EXERCISE AIM: Work through the lines below and count those holding "green"; reply with the number only.

--- DATA TO PROCESS Enclosed Below ---

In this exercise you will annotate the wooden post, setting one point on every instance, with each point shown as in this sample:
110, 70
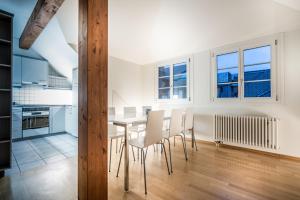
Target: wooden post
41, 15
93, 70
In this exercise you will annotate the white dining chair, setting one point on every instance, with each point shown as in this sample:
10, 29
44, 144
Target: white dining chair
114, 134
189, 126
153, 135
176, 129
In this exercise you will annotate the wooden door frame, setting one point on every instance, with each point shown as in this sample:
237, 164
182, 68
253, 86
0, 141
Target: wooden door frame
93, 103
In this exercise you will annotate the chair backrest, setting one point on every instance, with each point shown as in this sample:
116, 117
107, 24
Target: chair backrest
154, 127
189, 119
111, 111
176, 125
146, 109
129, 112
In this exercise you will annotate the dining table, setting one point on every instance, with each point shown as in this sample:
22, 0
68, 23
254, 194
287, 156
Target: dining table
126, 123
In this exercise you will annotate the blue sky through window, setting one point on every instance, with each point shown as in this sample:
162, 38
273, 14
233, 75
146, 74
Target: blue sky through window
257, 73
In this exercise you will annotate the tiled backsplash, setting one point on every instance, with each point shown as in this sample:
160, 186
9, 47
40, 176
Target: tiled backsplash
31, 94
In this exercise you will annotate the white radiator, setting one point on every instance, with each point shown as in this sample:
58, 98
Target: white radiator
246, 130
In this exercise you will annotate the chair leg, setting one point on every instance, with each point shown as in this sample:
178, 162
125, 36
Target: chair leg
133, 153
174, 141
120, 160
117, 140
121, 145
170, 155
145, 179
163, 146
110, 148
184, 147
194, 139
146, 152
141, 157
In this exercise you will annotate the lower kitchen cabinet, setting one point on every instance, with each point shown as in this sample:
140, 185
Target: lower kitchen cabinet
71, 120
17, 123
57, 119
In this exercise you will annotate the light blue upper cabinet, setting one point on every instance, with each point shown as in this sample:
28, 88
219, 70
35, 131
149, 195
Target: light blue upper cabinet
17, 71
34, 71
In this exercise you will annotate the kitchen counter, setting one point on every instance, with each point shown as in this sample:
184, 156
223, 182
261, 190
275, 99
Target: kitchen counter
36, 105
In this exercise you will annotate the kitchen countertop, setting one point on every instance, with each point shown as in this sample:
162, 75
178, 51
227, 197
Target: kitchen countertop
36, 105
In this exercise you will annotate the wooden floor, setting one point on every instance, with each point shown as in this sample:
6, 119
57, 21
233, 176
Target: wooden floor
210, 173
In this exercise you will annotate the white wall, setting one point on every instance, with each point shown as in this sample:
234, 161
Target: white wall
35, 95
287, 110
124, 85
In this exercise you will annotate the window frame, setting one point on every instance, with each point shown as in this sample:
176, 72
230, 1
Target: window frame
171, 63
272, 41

--- End of Enclosed DATA TO PROCESS ---
--- DATA TO PROCESS Enclosed Below ---

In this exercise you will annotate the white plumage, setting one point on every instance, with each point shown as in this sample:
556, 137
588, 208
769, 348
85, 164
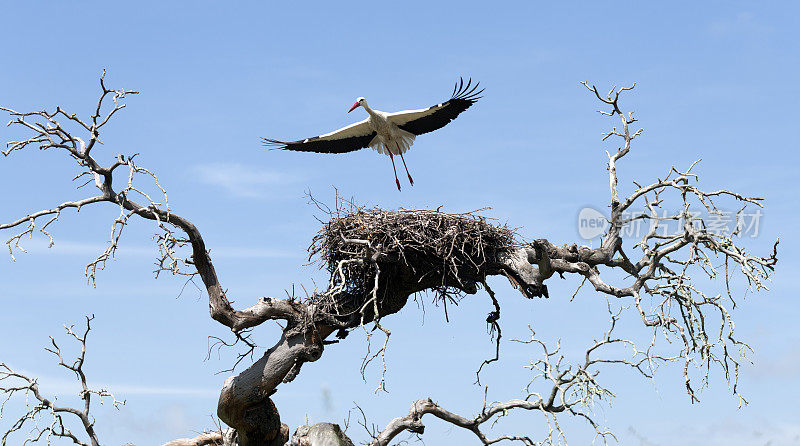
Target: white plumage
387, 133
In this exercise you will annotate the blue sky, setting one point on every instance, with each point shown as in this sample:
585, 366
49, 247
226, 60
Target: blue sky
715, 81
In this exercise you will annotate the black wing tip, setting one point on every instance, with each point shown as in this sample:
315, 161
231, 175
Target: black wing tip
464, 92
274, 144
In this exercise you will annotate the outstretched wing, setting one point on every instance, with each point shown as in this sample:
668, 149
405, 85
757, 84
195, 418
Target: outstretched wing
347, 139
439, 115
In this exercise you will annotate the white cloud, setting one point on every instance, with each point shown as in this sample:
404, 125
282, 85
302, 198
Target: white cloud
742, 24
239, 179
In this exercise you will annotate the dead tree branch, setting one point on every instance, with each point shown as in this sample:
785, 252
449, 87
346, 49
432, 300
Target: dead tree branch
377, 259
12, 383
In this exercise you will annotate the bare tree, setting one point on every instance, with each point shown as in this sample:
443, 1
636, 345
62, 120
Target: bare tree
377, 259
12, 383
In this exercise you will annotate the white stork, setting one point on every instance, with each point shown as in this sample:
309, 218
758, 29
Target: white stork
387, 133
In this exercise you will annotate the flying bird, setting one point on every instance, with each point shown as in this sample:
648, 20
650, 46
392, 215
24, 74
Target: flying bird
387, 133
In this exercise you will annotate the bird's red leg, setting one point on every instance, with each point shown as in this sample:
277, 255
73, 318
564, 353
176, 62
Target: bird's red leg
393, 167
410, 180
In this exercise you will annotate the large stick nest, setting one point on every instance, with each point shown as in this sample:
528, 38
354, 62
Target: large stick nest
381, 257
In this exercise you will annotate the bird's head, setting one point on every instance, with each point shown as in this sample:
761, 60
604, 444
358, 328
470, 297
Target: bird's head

--- End of Enclosed DATA TO PROCESS ---
--- DATA TO PROCESS Enclosed Below ---

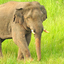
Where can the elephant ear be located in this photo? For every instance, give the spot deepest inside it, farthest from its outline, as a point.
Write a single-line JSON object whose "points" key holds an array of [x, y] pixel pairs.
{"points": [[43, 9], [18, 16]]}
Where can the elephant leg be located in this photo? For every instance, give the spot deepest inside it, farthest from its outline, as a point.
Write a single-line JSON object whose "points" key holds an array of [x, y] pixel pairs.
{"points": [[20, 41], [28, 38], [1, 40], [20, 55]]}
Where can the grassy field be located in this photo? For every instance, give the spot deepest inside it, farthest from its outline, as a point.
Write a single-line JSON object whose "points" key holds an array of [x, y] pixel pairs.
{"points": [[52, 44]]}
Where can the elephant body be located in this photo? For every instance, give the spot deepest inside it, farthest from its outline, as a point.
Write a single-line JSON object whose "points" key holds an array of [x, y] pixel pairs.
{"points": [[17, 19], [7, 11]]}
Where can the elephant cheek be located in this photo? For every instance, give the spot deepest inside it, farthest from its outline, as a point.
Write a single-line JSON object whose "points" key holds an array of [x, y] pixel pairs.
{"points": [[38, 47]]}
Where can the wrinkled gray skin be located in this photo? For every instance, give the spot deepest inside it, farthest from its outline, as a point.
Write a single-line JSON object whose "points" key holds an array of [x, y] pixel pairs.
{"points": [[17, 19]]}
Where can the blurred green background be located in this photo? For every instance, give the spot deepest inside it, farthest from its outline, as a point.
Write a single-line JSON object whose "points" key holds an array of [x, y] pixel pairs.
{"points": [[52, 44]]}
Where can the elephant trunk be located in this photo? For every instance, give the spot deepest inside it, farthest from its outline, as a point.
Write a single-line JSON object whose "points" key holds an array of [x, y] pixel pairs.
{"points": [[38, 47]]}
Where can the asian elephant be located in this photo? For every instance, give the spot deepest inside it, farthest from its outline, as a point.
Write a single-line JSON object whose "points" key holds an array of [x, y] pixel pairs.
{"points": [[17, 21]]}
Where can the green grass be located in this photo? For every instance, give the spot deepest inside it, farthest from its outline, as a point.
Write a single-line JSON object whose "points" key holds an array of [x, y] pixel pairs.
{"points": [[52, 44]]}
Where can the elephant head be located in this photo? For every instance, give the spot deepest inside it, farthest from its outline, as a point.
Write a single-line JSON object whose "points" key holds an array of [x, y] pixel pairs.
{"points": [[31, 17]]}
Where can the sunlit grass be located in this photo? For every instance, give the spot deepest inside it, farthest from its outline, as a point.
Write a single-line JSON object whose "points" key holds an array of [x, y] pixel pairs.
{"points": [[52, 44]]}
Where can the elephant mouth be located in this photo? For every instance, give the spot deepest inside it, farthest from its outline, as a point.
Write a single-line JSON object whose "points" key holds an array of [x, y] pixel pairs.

--- End of Enclosed DATA TO PROCESS ---

WRITTEN RESPONSE: 2